__Exercises to complete__
[1] In the article on China easing its tech crackdown, how many ride-hailing apps related to Didi did regulators remove from app stores?
[2] Repeat the article on China's tech crackdown word for word, everything from "China’s crackdown on" down to "of the sector.".

__Text section__
:::::

SOFTENING

China is easing its big tech crackdown amid a wounded economy

A positive sign?
A positive sign?
Image: REUTERS/Brendan McDermid

China’s crackdown on big tech at one point erased billions of dollars of value from some of the country’s most prominent companies. Now, as the country faces an increasingly grim economic outlook, regulators are hinting that they may ease their scrutiny of the sector.

Regulators may loosen their grip on Chinese ride-hailing giant Didi Chuxing, allowing the company to start accepting new user registrations again and let its main apps back on the country’s app stores as early as this week, according to the Wall Street Journal. Shortly after the company’s IPO in June last year, China’s cyber watchdog began investigating the company’s cybersecurity; Beijing, worried that the large troves of data held by its tech giants could become a national security risk, had tightened its oversight of Chinese firms’ overseas listings. Around the same time they announced their probe into Didi, regulators barred the company from adding new users and removed 26 related ride-hailing apps from app stores, citing the ongoing investigation and the firm’s alleged violations of regulations in collecting and using personal information. It is unclear how this situation could affect Didi’s US delisting plan, for which the company obtained approval from shareholders last month as part of its plan to resolve the cybersecurity probe.

A softened attitude beyond Didi

In addition to Didi,  two other US-listed tech firms—truck-hailing firm Full Track Alliance and online recruitment company Kanzhun—that have also been probed could also see the regulators finish their investigations and lift a ban on them adding new users, said the journal. However, the three firms could still face financial penalties.

“This is apparently a positive signal, not only for Didi but also for all overseas-listed Chinese shares and Chinese internet companies,” said Xia Hailong, a lawyer with Shanghai Shenlun law firm. The recent regulatory climate in China has softened considerably compared to previous years, when the authorities’ focus was to prevent the “disorderly expansion of capital,” he told Quartz, citing a term used by Beijing often to describe the growing monopoly power of big Chinese corporations.

China’s softened attitude toward big tech comes as it is grappling with an economy wounded deeply by its stringent zero-covid policy. The repeated mass lockdowns pursued under this strategy has led to expectations from analysts at institutions such as the Rhodium Group, an independent research organization, of sharp contractions of the Chinese economy, which makes it unlikely that it will reach the government’s 5.5% annual GDP growth target for 2022. China’s top economics official Liu He last month pledged the government’s support for the healthy and continuous development of the private and “platform economy,” a reference to internet firms, and said the country supports digital companies to list on domestic and foreign exchanges.

:::::

__Data under study__
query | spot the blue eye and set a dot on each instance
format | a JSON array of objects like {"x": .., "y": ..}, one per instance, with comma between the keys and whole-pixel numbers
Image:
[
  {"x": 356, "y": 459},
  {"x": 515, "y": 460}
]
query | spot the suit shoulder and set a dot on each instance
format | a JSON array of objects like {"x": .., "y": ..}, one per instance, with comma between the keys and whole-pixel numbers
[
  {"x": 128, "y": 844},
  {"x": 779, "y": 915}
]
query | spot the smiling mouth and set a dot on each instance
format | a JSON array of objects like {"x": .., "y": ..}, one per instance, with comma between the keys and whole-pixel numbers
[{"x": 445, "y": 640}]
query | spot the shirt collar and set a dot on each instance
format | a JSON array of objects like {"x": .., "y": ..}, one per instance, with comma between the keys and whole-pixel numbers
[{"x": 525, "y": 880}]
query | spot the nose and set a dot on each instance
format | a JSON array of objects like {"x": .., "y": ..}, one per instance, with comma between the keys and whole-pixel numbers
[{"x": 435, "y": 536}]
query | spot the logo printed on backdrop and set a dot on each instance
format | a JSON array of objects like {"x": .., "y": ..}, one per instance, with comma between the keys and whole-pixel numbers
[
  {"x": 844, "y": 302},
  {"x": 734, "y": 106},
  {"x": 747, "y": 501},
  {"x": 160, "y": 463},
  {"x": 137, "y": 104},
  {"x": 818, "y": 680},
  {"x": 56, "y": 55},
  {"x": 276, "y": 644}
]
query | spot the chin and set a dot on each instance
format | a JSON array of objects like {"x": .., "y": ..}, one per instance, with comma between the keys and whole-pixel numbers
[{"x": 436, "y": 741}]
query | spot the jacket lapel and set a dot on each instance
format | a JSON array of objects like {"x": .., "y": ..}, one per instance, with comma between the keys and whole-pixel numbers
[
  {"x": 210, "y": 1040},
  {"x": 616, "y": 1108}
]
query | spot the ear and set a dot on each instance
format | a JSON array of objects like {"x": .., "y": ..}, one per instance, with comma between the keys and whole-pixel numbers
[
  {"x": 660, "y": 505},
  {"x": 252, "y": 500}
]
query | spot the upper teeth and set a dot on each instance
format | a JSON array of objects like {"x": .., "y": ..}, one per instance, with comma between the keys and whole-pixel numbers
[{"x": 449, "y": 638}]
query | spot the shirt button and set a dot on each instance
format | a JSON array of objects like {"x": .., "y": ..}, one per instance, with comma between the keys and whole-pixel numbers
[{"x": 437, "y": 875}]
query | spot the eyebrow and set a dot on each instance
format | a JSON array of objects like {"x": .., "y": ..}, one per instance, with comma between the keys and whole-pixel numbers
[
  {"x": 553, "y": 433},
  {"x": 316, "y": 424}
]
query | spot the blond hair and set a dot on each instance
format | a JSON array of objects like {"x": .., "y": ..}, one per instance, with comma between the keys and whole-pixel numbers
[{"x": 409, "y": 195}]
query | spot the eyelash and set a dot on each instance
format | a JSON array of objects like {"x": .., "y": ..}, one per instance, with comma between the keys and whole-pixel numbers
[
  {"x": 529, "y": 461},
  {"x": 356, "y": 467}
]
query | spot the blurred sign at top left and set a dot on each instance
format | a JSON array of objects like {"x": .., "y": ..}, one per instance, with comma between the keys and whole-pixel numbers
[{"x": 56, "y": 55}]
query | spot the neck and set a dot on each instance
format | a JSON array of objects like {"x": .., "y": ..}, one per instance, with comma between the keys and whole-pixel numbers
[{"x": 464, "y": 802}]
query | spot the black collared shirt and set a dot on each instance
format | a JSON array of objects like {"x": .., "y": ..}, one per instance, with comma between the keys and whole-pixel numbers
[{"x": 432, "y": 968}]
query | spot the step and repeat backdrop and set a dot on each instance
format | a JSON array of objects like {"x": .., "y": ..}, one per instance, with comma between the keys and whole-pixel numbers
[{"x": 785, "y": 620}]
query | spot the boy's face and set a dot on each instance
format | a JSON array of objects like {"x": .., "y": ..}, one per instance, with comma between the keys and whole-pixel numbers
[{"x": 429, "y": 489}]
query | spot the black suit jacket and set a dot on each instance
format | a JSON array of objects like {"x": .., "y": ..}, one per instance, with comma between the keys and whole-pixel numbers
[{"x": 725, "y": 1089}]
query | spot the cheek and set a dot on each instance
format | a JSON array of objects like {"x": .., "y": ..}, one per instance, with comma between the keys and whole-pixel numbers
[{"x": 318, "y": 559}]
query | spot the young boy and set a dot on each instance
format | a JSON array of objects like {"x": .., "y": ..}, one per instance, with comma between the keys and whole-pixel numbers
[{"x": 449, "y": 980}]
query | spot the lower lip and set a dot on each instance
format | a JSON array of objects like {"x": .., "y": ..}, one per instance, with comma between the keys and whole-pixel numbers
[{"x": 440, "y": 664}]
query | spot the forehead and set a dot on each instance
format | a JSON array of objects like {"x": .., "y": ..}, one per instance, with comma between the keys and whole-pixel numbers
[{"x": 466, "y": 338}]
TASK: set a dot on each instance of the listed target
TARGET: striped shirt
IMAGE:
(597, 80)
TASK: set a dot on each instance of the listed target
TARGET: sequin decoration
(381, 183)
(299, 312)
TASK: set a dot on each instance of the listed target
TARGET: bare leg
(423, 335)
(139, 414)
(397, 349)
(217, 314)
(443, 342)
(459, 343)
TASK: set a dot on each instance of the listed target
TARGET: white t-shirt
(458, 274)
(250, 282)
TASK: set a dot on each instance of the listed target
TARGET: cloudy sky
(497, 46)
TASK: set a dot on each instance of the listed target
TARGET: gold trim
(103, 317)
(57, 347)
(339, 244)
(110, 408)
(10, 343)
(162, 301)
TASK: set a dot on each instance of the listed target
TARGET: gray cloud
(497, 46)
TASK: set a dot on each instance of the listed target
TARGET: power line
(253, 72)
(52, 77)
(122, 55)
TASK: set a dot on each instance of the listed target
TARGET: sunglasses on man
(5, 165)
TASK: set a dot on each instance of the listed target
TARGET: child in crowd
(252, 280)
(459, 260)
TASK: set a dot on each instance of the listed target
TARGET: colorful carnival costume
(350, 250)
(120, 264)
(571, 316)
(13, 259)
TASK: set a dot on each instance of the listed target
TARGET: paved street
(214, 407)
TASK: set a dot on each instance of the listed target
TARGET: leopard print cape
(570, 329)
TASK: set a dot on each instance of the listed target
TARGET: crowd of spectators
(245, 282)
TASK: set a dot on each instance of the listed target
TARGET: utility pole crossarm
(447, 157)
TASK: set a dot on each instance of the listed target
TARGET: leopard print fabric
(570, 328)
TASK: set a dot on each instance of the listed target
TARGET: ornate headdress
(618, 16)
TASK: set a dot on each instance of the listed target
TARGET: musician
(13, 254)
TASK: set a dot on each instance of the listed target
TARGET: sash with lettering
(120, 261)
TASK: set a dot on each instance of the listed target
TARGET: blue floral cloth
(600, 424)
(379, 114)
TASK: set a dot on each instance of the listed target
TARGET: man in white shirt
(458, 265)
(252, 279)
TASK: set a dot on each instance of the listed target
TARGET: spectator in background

:::::

__Solution list__
[1] 26

[2]
China’s crackdown on big tech at one point erased billions of dollars of value from some of the country’s most prominent companies. Now, as the country faces an increasingly grim economic outlook, regulators are hinting that they may ease their scrutiny of the sector.